> [LEESTEKST]:
+++

Clindamycine Fannin 150 mg/ml oplossing voor injectie of infusie
Clindamycinefosfaat
Onder bepaalde omstandigheden kan clindamycinetherapie een alternatieve behandelingsvorm zijn bij patiënten met penicillineallergie (overgevoeligheid voor penicilline). Er is geen melding gemaakt van kruisallergie tussen clindamycine en penicilline en, gebaseerd op de structurele verschillen tussen de twee stoffen, wordt die ook niet verwacht. Er bestaat echter geen informatie in individuele gevallen over anafylaxie (overgevoeligheid) voor clindamycine bij personen met een reeds bestaande penicillineallergie. Dit dient in overweging te worden genomen bij een clindamycinebehandelingskuur bij patiënten met een penicillineallergie.
Clindamycine mag niet worden gebruikt in het geval van acute infecties aan de luchtwegen indien deze door virussen worden veroorzaakt.
Clindamycine is niet geschikt voor de behandeling van meningitis, want de antibioticumconcentratie die in de liquor cerebrospinalis wordt bereikt, is te laag.
Instructies voor gebruik en hantering
Verdunning en infusie:
Clindamycine moet voorafgaand aan i.v. toediening worden verdund (mag niet 12 mg clindamycine per ml overschrijden) en dient over een periode van ten minste 10-40 minuten te worden geïnfundeerd (mag niet 30 mg/min overschrijden). Het mag absoluut nooit als een i.v. bolus worden geïnjecteerd.
Dosis | Verdunningsmiddel | Minimal infusietijd |
300 mg | 50 ml | 10 minuten |
600 mg | 50 ml | 20 minuten |
900 mg | 100 ml | 30 minuten |
1200 mg | 100 ml | 40 minuten |
Clindamycine kan worden verdund met 0,9% natriumchlorideoplossing, 5% glucoseoplossing of ringerlactaat. Intramusculaire toediening wordt geïndiceerd wanneer intraveneuze infusie om welke reden ook niet mogelijk is.
Dosering bij leverziekten
Bij patiënten die een matige tot ernstige leverziekte hebben, is de halfwaardetijd van clindamycine verlengd. Als clindamycine elke 8 uur wordt toegediend, is een verlaging van de dosering over het algemeen niet nodig. De plasmaconcentratie van clindamycine dient echter wel gemonitord te worden
bij patiënten met ernstige leverinsufficiëntie. Afhankelijk van de resultaten kan de meting een verlaging van de dosering of een vergroting van de dosisintervallen noodzakelijk maken.

+++

> [INVOERGEGEVENS]:

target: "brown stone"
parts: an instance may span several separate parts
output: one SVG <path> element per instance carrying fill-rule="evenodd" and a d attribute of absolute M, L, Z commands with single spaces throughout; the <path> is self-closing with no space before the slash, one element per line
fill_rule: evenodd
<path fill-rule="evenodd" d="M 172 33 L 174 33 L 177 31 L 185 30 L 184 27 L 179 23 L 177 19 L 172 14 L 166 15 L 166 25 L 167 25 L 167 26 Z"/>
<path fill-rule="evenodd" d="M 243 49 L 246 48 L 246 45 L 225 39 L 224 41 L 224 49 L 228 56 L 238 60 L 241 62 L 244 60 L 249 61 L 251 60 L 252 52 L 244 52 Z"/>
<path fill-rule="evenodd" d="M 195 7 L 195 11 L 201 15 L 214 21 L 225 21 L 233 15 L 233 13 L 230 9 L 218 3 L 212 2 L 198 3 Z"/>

+++

> [OPDRACHT 1]: Neem het stuk van "Clindamycine is niet" tot en met "bolus worden geïnjecteerd." uit de leestekst over clindamycine over en verwissel daarbij "meningitis" voor "hersenvliesontsteking".
> [OPDRACHT 2]:
Beantwoord aan de hand van de leestekst over clindamycine:
(a) Met welke oplossingen kan clindamycine worden verdund?
(b) Wat is de minimale infusietijd bij een dosis van 900 mg?
(c) Waarom is clindamycine niet geschikt voor de behandeling van meningitis?
De gegevens staan los van de leestekst.

> [RESULTAAT 1]:
Clindamycine is niet geschikt voor de behandeling van hersenvliesontsteking, want de antibioticumconcentratie die in de liquor cerebrospinalis wordt bereikt, is te laag.
Instructies voor gebruik en hantering
Verdunning en infusie:
Clindamycine moet voorafgaand aan i.v. toediening worden verdund (mag niet 12 mg clindamycine per ml overschrijden) en dient over een periode van ten minste 10-40 minuten te worden geïnfundeerd (mag niet 30 mg/min overschrijden). Het mag absoluut nooit als een i.v. bolus worden geïnjecteerd.

> [RESULTAAT 2]:
(a) Met 0,9% natriumchlorideoplossing, 5% glucoseoplossing of ringerlactaat.
(b) 30 minuten.
(c) De antibioticumconcentratie die in de liquor cerebrospinalis wordt bereikt, is te laag.